* [Text segment]:
(begin)
# English translation of "darne de poisson"?



## AlexR (Aug 30, 2005)

I've done some Web searching before posting.

According to this site:
http://www.recipestogo.com/glossary/glossaryD.html

The appropriate word is "transvere slice" (which I find preferable to another reference to "cross slice").

Does this seem normal or usual to you?

TIA,
Best regards,
Alex R.


----------



## Ishbel (Aug 30, 2005)

A darne of salmon looks almost diamond-shaped.  It is a popular cut sold by British fishmongers, but think it is a French term!


----------



## Michael in FtW (Aug 31, 2005)

According to Auguste Escoffier in his _Guide Culinaire_ (pub 1903) _*darne*_ means: "this is simply a large slice or cut, usually of salmon or other large fish." Of course, *poisson *means fish.

Charles Fellows in his _The Culinary Handbook_ (pub 1904) defines darne as: "Name sometimes seen on a 'bills of fare'. It is a French word for slice, and is generally used in the term 'Darne de saumon' which is a salmon steak."

Jeff Smith (The Frugal Gourmet) in the updated and reprinted edition of Charles Fellow's original work _The Frugal Gourmet's Culinary Handbook_ (pub 1991) says: "A darne is any thick slice of raw fish."

Since "transvere slice" and "cross slice" mean the same thing ... it's just a big slice of fish from dorsal to pectoral (top to bottom) - not head to tail.


----------



## Paolita (Sep 10, 2005)

darne is just a nice way to say "piece" or cut. So, when you have darne de saumon it means a piece of salmon.


----------
(end)
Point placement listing
(begin)
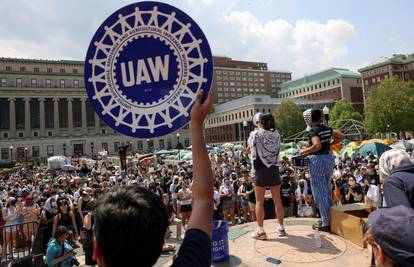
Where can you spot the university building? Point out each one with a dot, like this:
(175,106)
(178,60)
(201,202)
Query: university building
(232,121)
(398,65)
(44,111)
(234,79)
(328,85)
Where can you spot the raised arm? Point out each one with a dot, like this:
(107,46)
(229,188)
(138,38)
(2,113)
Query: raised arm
(203,177)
(end)
Reproduce the stretch of the thread on translating "darne de poisson" from "Charles Fellows in" through "piece of salmon.".

* [Task result]:
Charles Fellows in his _The Culinary Handbook_ (pub 1904) defines darne as: "Name sometimes seen on a 'bills of fare'. It is a French word for slice, and is generally used in the term 'Darne de saumon' which is a salmon steak."

Jeff Smith (The Frugal Gourmet) in the updated and reprinted edition of Charles Fellow's original work _The Frugal Gourmet's Culinary Handbook_ (pub 1991) says: "A darne is any thick slice of raw fish."

Since "transvere slice" and "cross slice" mean the same thing ... it's just a big slice of fish from dorsal to pectoral (top to bottom) - not head to tail.


----------



## Paolita (Sep 10, 2005)

darne is just a nice way to say "piece" or cut. So, when you have darne de saumon it means a piece of salmon.